[SUPPLIED INFORMATION — start]

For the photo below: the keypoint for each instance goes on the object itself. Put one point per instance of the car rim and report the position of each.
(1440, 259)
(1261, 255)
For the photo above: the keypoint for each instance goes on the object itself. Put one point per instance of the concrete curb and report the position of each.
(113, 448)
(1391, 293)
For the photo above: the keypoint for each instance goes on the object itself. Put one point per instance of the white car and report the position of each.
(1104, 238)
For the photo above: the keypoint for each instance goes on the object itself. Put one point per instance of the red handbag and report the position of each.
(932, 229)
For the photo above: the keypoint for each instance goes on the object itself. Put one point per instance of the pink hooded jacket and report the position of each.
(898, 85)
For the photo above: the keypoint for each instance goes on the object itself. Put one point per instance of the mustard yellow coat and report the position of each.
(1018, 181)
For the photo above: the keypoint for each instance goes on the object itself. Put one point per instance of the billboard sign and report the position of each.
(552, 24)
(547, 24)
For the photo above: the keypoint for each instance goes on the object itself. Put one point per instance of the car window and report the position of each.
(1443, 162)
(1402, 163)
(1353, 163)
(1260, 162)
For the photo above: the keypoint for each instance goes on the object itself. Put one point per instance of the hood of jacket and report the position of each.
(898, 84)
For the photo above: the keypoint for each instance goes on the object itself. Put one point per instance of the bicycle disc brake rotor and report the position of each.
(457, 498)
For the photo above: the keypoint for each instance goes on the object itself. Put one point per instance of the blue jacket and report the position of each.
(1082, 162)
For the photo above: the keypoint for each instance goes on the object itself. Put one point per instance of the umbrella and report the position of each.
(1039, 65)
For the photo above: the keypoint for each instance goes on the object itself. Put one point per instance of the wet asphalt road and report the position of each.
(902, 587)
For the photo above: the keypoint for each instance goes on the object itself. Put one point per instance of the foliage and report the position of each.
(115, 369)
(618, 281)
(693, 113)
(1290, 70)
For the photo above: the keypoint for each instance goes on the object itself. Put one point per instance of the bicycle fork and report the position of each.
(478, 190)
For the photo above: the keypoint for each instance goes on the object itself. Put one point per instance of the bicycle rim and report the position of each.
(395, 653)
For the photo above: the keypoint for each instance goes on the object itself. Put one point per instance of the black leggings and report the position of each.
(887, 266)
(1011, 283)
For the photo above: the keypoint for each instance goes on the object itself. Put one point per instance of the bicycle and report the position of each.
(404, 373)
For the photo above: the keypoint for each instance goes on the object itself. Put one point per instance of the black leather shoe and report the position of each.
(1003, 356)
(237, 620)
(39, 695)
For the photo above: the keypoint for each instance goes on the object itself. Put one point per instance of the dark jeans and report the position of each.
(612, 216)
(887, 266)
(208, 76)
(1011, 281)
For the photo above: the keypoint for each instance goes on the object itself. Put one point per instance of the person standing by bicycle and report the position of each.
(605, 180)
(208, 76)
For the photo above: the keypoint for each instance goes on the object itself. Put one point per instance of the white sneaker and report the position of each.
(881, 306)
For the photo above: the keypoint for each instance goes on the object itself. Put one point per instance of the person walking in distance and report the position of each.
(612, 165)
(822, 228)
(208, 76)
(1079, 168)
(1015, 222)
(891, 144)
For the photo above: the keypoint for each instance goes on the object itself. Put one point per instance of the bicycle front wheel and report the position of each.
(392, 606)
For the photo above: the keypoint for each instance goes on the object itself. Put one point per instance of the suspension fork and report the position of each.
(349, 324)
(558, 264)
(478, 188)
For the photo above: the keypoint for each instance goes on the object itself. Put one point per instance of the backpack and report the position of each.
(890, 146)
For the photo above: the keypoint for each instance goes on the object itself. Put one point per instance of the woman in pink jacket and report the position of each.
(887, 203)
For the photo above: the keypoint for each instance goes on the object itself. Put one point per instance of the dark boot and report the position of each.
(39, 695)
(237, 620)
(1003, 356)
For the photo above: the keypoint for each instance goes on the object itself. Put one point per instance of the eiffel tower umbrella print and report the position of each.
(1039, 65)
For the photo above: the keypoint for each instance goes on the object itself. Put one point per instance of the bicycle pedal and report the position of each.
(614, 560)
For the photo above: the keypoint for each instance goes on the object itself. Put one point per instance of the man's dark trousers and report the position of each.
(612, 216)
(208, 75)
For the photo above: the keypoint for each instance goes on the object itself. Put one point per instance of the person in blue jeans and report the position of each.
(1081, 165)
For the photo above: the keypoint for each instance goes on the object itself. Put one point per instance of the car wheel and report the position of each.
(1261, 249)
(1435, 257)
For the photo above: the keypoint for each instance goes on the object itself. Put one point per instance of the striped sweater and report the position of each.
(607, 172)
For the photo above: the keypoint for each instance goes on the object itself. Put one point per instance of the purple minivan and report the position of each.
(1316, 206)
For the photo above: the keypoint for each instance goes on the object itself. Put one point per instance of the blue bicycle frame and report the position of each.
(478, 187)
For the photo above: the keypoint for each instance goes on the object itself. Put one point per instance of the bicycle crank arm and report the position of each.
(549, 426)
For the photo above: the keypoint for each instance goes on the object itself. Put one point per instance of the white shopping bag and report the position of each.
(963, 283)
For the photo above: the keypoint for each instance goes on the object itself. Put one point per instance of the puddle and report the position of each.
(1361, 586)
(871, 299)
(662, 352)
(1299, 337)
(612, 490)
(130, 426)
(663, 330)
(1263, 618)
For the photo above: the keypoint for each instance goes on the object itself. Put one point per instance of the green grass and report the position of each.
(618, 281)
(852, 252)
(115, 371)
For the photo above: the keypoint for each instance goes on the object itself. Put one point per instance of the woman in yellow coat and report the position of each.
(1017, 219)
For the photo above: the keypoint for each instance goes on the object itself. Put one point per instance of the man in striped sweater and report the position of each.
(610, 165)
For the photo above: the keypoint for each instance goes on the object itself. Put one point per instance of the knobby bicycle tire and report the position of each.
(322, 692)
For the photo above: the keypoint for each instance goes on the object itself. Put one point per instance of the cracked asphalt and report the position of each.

[SUPPLIED INFORMATION — finish]

WHAT THE TASK REQUIRES. The complete data is to be transcribed verbatim.

REPLY TO THE TASK.
For the photo below: the keypoint for each instance goes on the object itself. Put one point per instance of the car rim and report the position of each.
(1440, 259)
(1261, 255)
For the photo above: the keypoint for each instance goes on the object itself. Put one point per instance of the concrete curb and report the position of each.
(113, 448)
(1391, 293)
For the photo above: the keypoint for each instance goes on the object itself. Put one point per instance of the white car and report the position of each.
(1104, 238)
For the photo above: the keypoint for each instance goes on the object itself. Put one point per instance of the red handbag and report the position of each.
(932, 229)
For the photo above: the keypoint for each instance goes on the object itself. Put one point per instance of the pink hooded jacket and report the position of each.
(898, 85)
For the photo above: the keypoint for each instance goes on the object itself. Put one point per instance of the mustard yellow coat and report the position of each.
(1018, 181)
For the photo above: the keypoint for each instance goes on the object itself. Put one point per instance of the billboard sign and report the position of each.
(552, 24)
(547, 24)
For the photo above: the keypoint for each instance goes on the object itself. Put one point per instance of the car window and report the position of each.
(1443, 162)
(1402, 163)
(1353, 163)
(1260, 162)
For the photo above: the keypoint for each instance goes on the object itself. Put one point per instance of the hood of jacket and report the position of each.
(898, 84)
For the photo above: the keypoint for each instance goes on the object itself. Put one point per instance of the bicycle disc brake rotor and report the position of each.
(457, 498)
For the photo above: the keypoint for each instance goes on the object itself. Put one point per instance of the blue jacket and report the position of each.
(1082, 162)
For the photo above: the keypoint for each instance goes on the object itself. Put one point per instance of the umbrella and report the position of each.
(1039, 65)
For the photo above: the keypoint for each instance goes on the object itself. Put one point per instance of the wet asphalt road and report the position of each.
(902, 587)
For the photo above: the keypoint for each instance goes on the object itself. Put one point per instance of the foliage and report the position of each.
(115, 369)
(618, 281)
(693, 113)
(1290, 70)
For the photo above: the keypoint for each instance goes on the object itself. Put one point per instance of the bicycle fork and report the position of each.
(478, 190)
For the photo above: the keypoint for each instance goes on the object itself. Put one point per instance of the bicycle rim and report the position of each.
(395, 653)
For the photo above: the keypoint for each instance goes on the object itself. Put one point per instance of the black leggings and report the position of each.
(887, 266)
(1011, 283)
For the photo above: the keypoint for each instance goes on the object itself. Put one point per instance of the bicycle and report the position of each.
(404, 373)
For the photo above: the keypoint for each instance goes on the object itself. Put one point per instance of the black leather shoe and report the position of each.
(1003, 356)
(237, 620)
(39, 695)
For the photo above: the keypoint for each instance goes on the object itself. Put one point per instance of the dark jeans and report the position of each.
(612, 216)
(887, 266)
(208, 76)
(1011, 281)
For the photo above: the keypoint for each instance goes on the object itself. Put one point per instance of the person standing by bicycle and report the position of each.
(605, 180)
(208, 76)
For the photo above: the keypoint for each instance goes on the object itself. Put one point per instance of the white sneaker and report the position of each.
(881, 306)
For the photo above: the keypoint for each instance goes on the object itself. Put one point per instance of the person walking in distance and report the position of each.
(612, 165)
(822, 228)
(208, 76)
(1079, 168)
(1015, 222)
(891, 144)
For the photo above: the keypoint for each instance goes on the object itself. Put one point per instance of the bicycle front wheel and report the position of each.
(392, 606)
For the photo above: the keypoint for each instance goes on the object itself. Put one point per instance of the suspension fork and report the position of each.
(349, 324)
(558, 264)
(478, 188)
For the photo above: the keypoint for each instance goes on the object itself. Put one point per instance of the backpack and report the position of each.
(890, 146)
For the photo above: the keypoint for each instance goes on the object itself. Put one point per instance of the woman in pink jacket and report the position of each.
(887, 203)
For the photo above: the keypoint for each instance goes on the object itself. Put one point per instance of the dark boot and report the position of each.
(39, 695)
(237, 620)
(1003, 356)
For the photo above: the keypoint for each instance goes on the object itself. Put one point per instance of the eiffel tower umbrella print and report the position of each.
(1039, 65)
For the photo above: the keypoint for each instance goes on the object itself. Put one point per instance of the bicycle pedal and report the position of each.
(614, 560)
For the photo above: the keypoint for each instance goes on the object itself. Put one point per instance of the man's dark trousers and report the position of each.
(612, 216)
(208, 75)
For the photo above: the keypoint for each instance goes on the object itself. Put one point per instance of the person in blue jeans and report the position of each.
(1081, 165)
For the photo above: the keypoint for each instance goes on the object itself. Put one point per instance of the car wheel and report the position of each.
(1261, 249)
(1435, 257)
For the photo above: the keypoint for each instance goes on the object itself. Put one point per instance of the striped sweater and report the position of each.
(607, 172)
For the photo above: the keypoint for each instance goes on the object itself. Put one point per instance of the purple minivan and report the position of each.
(1316, 206)
For the photo above: the keypoint for each instance goes on the object itself. Put one point per instance of the blue bicycle frame and report the position of each.
(478, 187)
For the photo above: the keypoint for each instance goes on the object itself. Put one point per instance of the bicycle crank arm and report the position of each.
(549, 426)
For the photo above: the keypoint for each instance goes on the object itself. Put one point per instance of the white shopping bag and report the position of each.
(963, 283)
For the photo above: the keypoint for each instance goes on the object itself. Put one point per instance of the puddle and report the position of each.
(1361, 586)
(871, 299)
(662, 352)
(1299, 337)
(612, 490)
(130, 426)
(663, 330)
(1263, 618)
For the photo above: the keypoint for each instance goes on the object itself. Put one point per instance of the green grass and report the position of each.
(618, 281)
(852, 252)
(115, 371)
For the photo above: the keypoint for each instance goes on the object itself. Put one point per instance of the woman in yellow coat and report the position of each.
(1017, 219)
For the photo above: the keypoint for each instance goes on the object itself. Put one point per instance of the man in striped sweater and report the position of each.
(610, 165)
For the photo above: the keypoint for each instance goes on the object itself. Put one point per instance of the knobby bicycle tire and report the position of each.
(322, 692)
For the photo above: the keypoint for each instance goes on the object itself. Put one point per instance of the cracked asphalt and report the position of each.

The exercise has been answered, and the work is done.